Recorded data:
__________________________________________________

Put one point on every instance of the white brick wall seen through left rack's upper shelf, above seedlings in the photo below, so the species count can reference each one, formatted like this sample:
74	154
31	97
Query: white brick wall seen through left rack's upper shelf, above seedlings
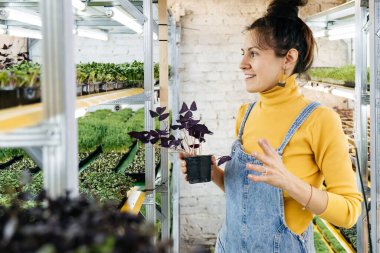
118	49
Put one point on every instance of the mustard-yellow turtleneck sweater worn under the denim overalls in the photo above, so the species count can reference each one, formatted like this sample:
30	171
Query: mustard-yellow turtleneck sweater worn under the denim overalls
318	151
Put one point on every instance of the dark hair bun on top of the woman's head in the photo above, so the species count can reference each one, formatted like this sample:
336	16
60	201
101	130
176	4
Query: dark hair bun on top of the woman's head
285	8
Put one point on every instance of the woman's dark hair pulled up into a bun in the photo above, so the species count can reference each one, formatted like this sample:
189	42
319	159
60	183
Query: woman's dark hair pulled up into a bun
281	30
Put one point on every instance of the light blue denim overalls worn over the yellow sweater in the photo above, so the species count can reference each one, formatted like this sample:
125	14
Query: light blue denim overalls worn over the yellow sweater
255	220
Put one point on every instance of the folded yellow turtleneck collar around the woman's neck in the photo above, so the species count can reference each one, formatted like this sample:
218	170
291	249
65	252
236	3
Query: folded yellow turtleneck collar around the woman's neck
280	95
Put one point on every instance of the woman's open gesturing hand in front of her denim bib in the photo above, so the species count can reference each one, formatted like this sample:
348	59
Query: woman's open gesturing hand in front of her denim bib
273	171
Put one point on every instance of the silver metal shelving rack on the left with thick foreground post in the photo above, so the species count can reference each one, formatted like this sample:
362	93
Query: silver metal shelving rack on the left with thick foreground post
53	143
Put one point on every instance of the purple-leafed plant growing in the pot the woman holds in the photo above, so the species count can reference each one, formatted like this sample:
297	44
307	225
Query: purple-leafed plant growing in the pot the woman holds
192	133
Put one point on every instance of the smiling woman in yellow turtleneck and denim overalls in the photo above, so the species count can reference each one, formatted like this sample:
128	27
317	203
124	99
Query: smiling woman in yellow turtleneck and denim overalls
286	147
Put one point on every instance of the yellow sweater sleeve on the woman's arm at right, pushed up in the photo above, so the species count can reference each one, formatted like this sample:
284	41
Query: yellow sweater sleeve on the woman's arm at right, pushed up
330	146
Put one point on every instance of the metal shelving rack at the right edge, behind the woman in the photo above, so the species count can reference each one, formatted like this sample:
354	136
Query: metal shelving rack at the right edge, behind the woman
365	16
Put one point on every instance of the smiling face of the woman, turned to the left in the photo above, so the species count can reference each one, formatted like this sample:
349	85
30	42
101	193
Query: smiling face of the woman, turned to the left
262	68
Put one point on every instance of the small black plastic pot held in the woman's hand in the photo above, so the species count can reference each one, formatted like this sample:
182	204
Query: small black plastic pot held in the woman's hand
198	169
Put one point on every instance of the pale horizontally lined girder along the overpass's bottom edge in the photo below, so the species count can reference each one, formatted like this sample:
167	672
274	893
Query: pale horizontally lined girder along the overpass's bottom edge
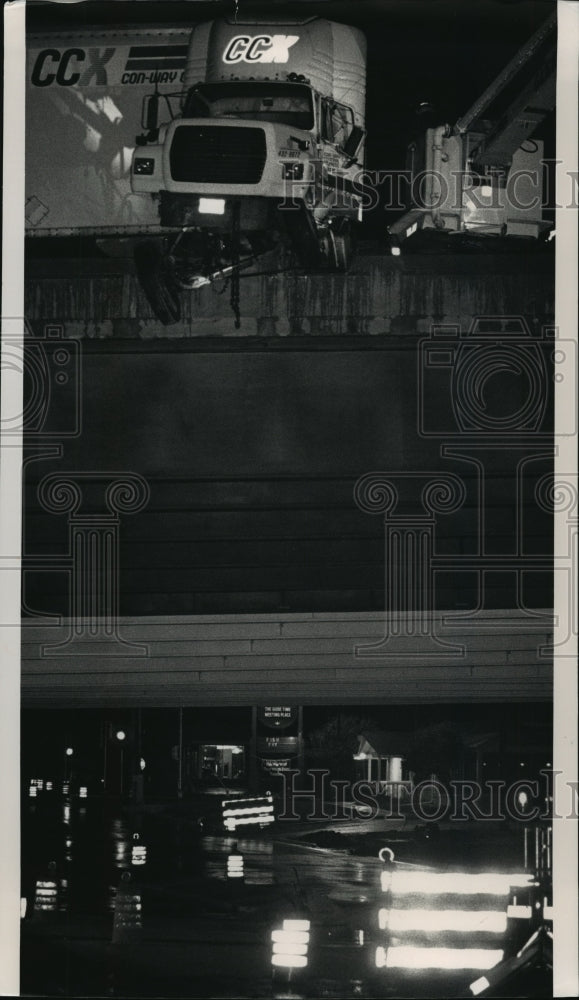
290	659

__________________________________________________

**YOUR ASSIGNMENT**
State how many lines in the entries hold the word "below", giving the number alone.

**SOLUTION FOR THIS TASK**
2